● EXERCISE INSTRUCTIONS: Write out every row below word for word, leaving out the pictures.

● TASK INPUTS:
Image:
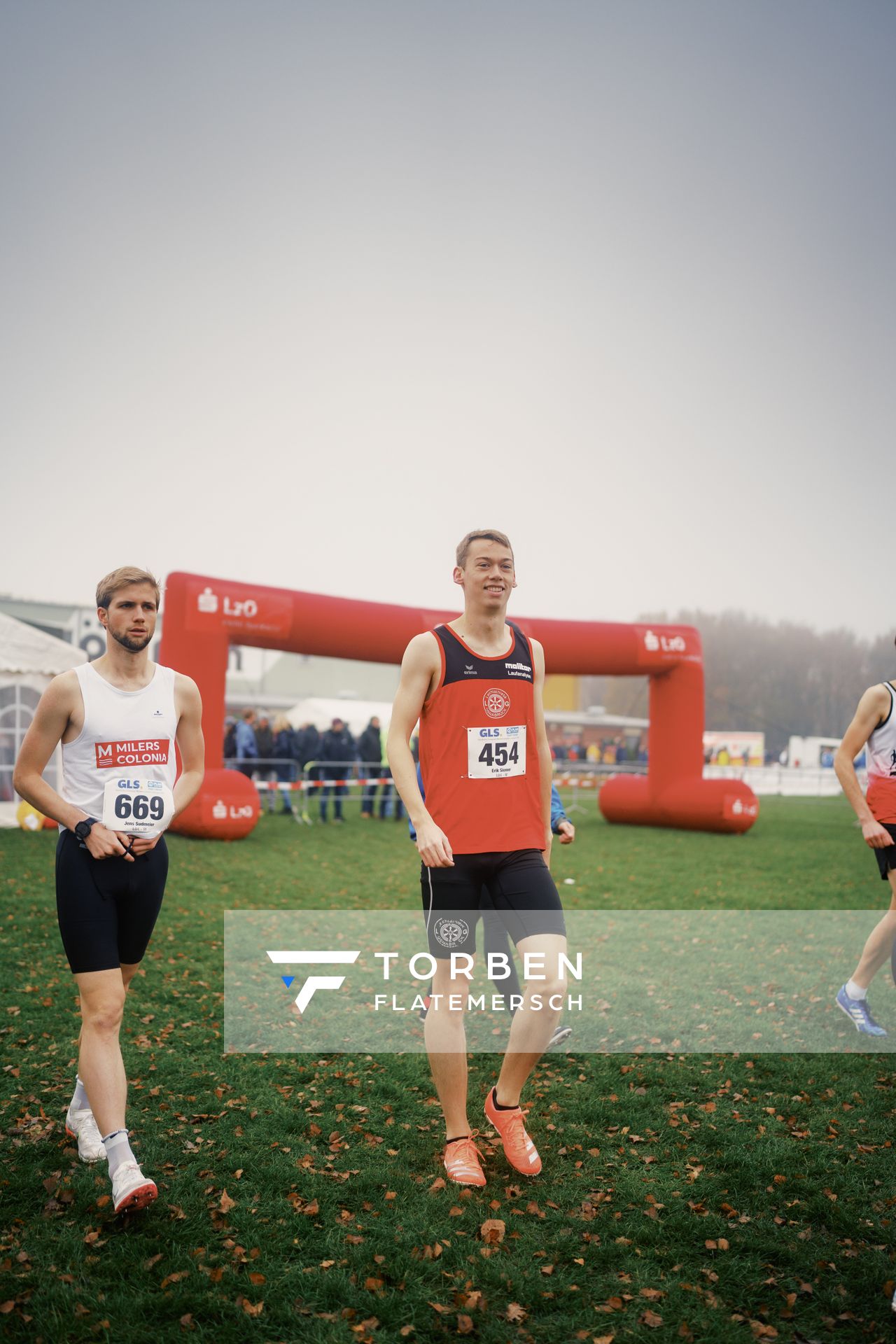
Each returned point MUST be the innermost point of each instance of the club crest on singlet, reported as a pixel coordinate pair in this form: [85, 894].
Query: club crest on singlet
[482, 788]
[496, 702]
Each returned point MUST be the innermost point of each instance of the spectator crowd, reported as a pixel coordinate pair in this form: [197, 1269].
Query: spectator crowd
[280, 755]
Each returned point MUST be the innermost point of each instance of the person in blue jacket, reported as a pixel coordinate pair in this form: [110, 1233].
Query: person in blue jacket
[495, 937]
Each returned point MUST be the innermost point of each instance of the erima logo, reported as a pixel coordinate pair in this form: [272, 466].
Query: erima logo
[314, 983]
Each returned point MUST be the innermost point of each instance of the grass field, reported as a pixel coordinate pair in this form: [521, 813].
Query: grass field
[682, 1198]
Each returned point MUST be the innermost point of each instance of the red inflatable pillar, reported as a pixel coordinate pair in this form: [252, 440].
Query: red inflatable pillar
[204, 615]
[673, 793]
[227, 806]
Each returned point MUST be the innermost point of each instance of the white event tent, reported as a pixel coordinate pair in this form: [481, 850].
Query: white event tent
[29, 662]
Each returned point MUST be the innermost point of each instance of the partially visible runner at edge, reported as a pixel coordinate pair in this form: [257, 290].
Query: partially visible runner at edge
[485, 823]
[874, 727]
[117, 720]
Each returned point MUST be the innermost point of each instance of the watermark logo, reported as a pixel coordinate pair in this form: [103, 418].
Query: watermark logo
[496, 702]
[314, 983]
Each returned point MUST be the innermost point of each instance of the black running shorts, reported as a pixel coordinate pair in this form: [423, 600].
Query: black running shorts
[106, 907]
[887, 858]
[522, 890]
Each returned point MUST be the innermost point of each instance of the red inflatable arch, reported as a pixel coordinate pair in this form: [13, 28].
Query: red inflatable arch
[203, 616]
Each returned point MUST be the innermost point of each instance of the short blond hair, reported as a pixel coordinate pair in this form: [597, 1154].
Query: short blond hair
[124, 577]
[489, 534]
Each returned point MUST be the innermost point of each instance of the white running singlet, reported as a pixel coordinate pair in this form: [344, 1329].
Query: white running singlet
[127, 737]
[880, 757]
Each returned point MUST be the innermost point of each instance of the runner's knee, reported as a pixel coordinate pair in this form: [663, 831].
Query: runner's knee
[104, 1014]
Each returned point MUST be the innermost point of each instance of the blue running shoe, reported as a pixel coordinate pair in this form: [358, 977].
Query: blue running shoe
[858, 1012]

● SOLUTION TO THIS PROBLEM:
Image:
Each returned point MUST be the innermost point of each instance of the club crest on singlet, reported as a pixel coordinate pair in this form: [85, 894].
Query: club crest on singlet
[482, 788]
[496, 702]
Each returned point MUST be the innermost point of each instance of the spectator crowd, reported as a pixel coordinate pair in this form: [197, 1269].
Query: spectator crowd
[280, 755]
Each returned point MUST be the innermost point of each instance of the person in blue jacket, reported as a pixel coordinate pair in this form: [110, 1233].
Query: person in blue jacket
[495, 937]
Each returned point MUST be the innermost point of each instance of the erima logo, reported as a pixel coordinate pair in this form: [272, 466].
Query: erima logo
[314, 983]
Each returned point MUST be the innermost point of each instance of the grass field, reported as a pixel coordinate pair in this form: [521, 813].
Query: grass field
[682, 1198]
Each returned point MUST be the innermost point of each instance of the red inflatable pillar, reported as a pixel coordinate pair in this form: [252, 440].
Query: red inflatable pillar
[204, 615]
[673, 793]
[227, 806]
Each returned point MUST be the innermost point of each instance of the white event tent, reported as a pixel coordinate pair in this form: [481, 850].
Query: white event tent
[29, 662]
Each returned point MUST be the innermost point of each instance of the partially visible runner at edge, reported as a pixel coordinate pair in this form: [257, 290].
Query: partially visible runner at edge
[485, 823]
[874, 727]
[117, 720]
Each returned point MUST be the innermost point of each instance of the watermark logo, reported as a pixel coordinate pair in this form: [103, 418].
Query: watermark logo
[496, 702]
[314, 983]
Each returned point MUST be the innermost point of each instance of the black running shorts, reported as a pixel coordinate pair in this form: [423, 600].
Query: black running shorts
[106, 907]
[887, 858]
[522, 890]
Each returned point MUST be the innermost point of each instance of the red inflatable arch, reported as a pixel coordinate pair in this form: [13, 28].
Query: red inflatable arch
[203, 616]
Each returned point MUST be the innermost point of each instance of the short blond hair, reported as a pixel coordinate pair in this form: [597, 1154].
Query: short blond hair
[124, 577]
[489, 534]
Each returned point MUST be the innermost point of each instance of the white running singlet, reported as a pixel coordinate pair in this form: [344, 1329].
Query: white running singlet
[127, 737]
[880, 757]
Each returned point MUST be the innermost point of each instance of the runner's knee, reported as a pixel coordinate pair in this form: [663, 831].
Query: runner's knee
[104, 1014]
Each returned point MUST be the innermost point of each instance of the blue running shoe, reported as a pixel coordinate pair in this form: [358, 977].
Query: blue running shoe
[858, 1012]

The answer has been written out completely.